_BRIEF_
Copy the listing below word for word, starting at the line with "Audit flag: the car door" and continuing to the end. Leave the pictures out of your copy.

_RECORDS FOR THE EXERCISE_
⁂

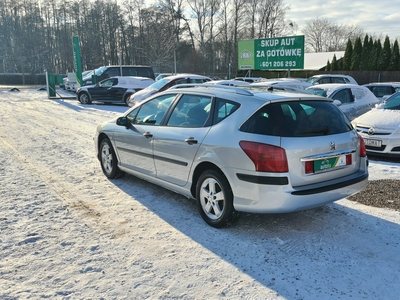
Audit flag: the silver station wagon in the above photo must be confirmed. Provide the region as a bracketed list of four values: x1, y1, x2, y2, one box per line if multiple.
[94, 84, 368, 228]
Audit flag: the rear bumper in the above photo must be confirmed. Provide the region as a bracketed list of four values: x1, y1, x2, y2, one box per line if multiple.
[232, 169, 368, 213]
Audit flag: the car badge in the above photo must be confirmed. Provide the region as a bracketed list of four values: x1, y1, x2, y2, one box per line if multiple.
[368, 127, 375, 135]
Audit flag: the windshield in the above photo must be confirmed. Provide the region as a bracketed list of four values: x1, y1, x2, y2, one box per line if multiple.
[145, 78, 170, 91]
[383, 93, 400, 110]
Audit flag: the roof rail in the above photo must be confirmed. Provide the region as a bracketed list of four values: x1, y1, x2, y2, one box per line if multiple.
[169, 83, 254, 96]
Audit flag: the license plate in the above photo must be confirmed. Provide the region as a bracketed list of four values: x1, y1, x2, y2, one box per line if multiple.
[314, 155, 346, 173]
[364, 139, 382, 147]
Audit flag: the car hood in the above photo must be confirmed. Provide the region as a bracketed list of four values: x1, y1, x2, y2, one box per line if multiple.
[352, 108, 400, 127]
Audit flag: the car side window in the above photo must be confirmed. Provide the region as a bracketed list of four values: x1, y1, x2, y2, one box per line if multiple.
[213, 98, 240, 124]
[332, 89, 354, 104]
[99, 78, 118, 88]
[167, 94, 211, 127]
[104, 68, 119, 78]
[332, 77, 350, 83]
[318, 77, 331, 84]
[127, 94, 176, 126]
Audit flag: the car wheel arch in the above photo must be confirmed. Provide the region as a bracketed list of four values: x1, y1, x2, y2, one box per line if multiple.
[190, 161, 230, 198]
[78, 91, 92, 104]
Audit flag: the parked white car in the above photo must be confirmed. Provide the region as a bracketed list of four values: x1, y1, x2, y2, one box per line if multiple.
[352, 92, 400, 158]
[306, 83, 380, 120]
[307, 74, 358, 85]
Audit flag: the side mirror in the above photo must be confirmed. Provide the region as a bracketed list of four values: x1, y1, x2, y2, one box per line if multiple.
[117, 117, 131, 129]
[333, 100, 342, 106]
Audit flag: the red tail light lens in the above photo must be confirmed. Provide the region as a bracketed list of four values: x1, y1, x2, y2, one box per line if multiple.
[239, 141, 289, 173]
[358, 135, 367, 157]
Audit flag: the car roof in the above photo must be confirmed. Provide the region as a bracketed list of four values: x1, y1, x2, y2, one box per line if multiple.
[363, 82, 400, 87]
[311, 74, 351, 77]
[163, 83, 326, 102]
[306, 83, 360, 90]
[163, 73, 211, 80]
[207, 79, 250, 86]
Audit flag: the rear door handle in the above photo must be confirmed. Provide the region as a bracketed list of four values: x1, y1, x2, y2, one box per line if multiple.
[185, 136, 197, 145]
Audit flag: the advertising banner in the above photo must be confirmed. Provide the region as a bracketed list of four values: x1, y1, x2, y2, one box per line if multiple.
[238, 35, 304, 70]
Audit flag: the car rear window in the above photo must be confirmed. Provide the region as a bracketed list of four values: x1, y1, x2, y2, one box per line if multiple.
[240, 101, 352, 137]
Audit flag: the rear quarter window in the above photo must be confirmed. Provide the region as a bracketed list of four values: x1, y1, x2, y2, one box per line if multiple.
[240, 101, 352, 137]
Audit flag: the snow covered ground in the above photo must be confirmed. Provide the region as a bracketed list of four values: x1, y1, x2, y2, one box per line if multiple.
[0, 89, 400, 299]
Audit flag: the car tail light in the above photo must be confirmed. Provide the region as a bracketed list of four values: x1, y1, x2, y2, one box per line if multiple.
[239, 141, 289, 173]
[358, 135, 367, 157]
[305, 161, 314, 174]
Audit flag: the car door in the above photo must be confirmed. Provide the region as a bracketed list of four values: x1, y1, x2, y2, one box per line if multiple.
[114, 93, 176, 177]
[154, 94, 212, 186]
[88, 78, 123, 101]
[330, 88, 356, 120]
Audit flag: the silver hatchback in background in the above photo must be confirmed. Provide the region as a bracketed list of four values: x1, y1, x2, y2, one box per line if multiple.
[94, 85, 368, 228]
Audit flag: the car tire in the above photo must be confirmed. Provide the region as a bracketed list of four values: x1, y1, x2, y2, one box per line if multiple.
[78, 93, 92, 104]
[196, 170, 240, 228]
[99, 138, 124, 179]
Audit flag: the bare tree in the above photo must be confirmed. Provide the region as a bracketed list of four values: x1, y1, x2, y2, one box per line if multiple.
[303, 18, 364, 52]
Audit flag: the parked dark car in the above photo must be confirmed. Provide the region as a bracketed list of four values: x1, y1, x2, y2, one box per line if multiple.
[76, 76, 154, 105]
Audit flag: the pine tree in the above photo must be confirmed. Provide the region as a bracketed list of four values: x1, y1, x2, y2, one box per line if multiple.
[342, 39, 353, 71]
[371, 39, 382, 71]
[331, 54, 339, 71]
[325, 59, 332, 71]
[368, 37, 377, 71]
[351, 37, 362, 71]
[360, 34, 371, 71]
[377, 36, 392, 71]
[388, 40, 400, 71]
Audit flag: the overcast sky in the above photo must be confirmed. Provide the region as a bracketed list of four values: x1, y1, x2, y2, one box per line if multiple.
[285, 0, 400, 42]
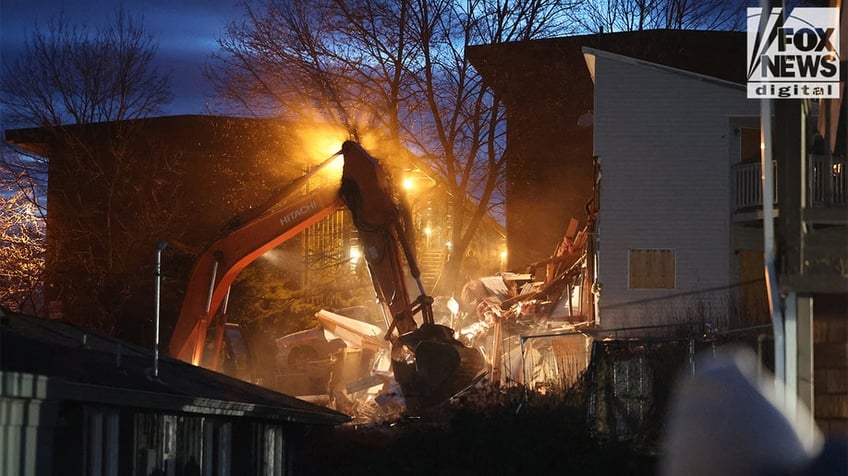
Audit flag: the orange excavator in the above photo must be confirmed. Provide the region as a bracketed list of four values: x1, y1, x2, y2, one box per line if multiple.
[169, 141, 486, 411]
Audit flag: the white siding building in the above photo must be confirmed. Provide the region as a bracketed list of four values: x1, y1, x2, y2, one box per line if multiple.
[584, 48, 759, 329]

⁂

_TASK SOLUTION_
Audit flag: the car door in the above photo must be confirmed. Provide the region as a bracketed list of four values: x1, y1, x2, y2, one box per line if multiple.
[114, 93, 176, 177]
[154, 94, 212, 186]
[88, 78, 123, 101]
[330, 88, 356, 120]
Audit flag: the silver hatchback in background in the above photo must be confirmed. Provide the region as a bracketed list of four values: x1, y1, x2, y2, one box per line if multiple.
[94, 85, 368, 228]
Audit flag: the car tire in the above photo must be confirmed. Provide the region as a bracketed list of four values: x1, y1, x2, y2, one box per line if multiple.
[78, 93, 92, 104]
[196, 170, 240, 228]
[99, 138, 124, 179]
Audit flag: the bare tree in the above photo must be confirmed. Provide the region as a bracketed list of four values: x1, y1, x2, y2, one box per line if multiple.
[303, 18, 364, 52]
Audit flag: the parked dark car in the above photo must be confirmed. Provide the region as a bracketed list of four values: x1, y1, x2, y2, one box per line if multiple.
[76, 76, 154, 105]
Audit flag: the pine tree in the above photo must be confirmed. Provide the region as a bracketed list of four values: x1, y1, x2, y2, one box per line if multiple.
[342, 39, 353, 71]
[371, 39, 382, 71]
[331, 54, 339, 71]
[325, 59, 332, 71]
[368, 37, 377, 71]
[351, 37, 362, 71]
[360, 34, 371, 71]
[377, 36, 392, 71]
[388, 40, 400, 71]
Audit flag: the overcast sky in the above photo must be confirmed. Provide the region as a bracketed list of four values: x1, y1, x2, y2, one box per line if multiple.
[285, 0, 400, 42]
Audit flag: the orange excavator in the above photo must be confirmed. Provide the region as a bracketed list of four values: x1, y1, x2, y2, one box per line if multiple.
[169, 141, 486, 411]
Audit flag: the white siding building in the above photo must be confirmed. Provide the region as a bracketed list of four values: x1, y1, x2, y2, one box per line if multiple.
[584, 48, 759, 329]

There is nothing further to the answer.